▶ **Work request A**
Rewrite the passage about losing a child from "I cannot fathom" to "to my baby!", changing "movie" to "film".
▶ **Work request B**
In the passage about losing a child, how old was the writer's son when he died?

▶ **Text section**

■ ■ ■ ■ ■

I lost a son 6 months and 7 days ago to a rare sickness. He was 4 yrs old, a true angel. I put up a blog to raise funds to help us to explore alternative treatments for him. But before I can even write my first entry, he's gone. Too much work done in research. Too many medicines. Too many healing masses. I wish I laid still and hugged him more often.
Deaths, regardless whose, impact my life incredibly. I do not know Amiel nor his parents. The only affinity that we have is that my eldest is from Ateneo too. But I wept like he was my own.
I cannot fathom death, especially those which came too early. Like what I said in my blog, is it not against the natural law? Mothers are not supposed to bury their own child.
It is like a movie playing in my mind. My space is in slow motion in the middle of a fast-motioned world. Nobody will know the pain. Not even those who have lost too.
Amiel, send my kisses to my baby!

■ ■ ■ ■ ■

▶ **Information shown**
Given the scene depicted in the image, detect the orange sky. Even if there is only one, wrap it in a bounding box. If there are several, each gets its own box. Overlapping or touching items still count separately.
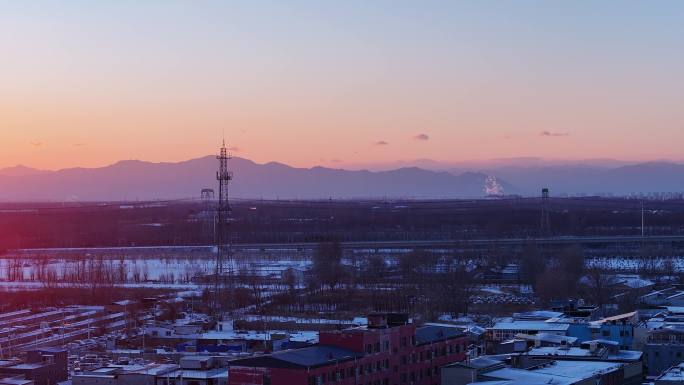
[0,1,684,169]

■ ■ ■ ■ ■

▶ **Written answer A**
I cannot fathom death, especially those which came too early. Like what I said in my blog, is it not against the natural law? Mothers are not supposed to bury their own child.
It is like a film playing in my mind. My space is in slow motion in the middle of a fast-motioned world. Nobody will know the pain. Not even those who have lost too.
Amiel, send my kisses to my baby!

▶ **Written answer B**
He was 4 years old.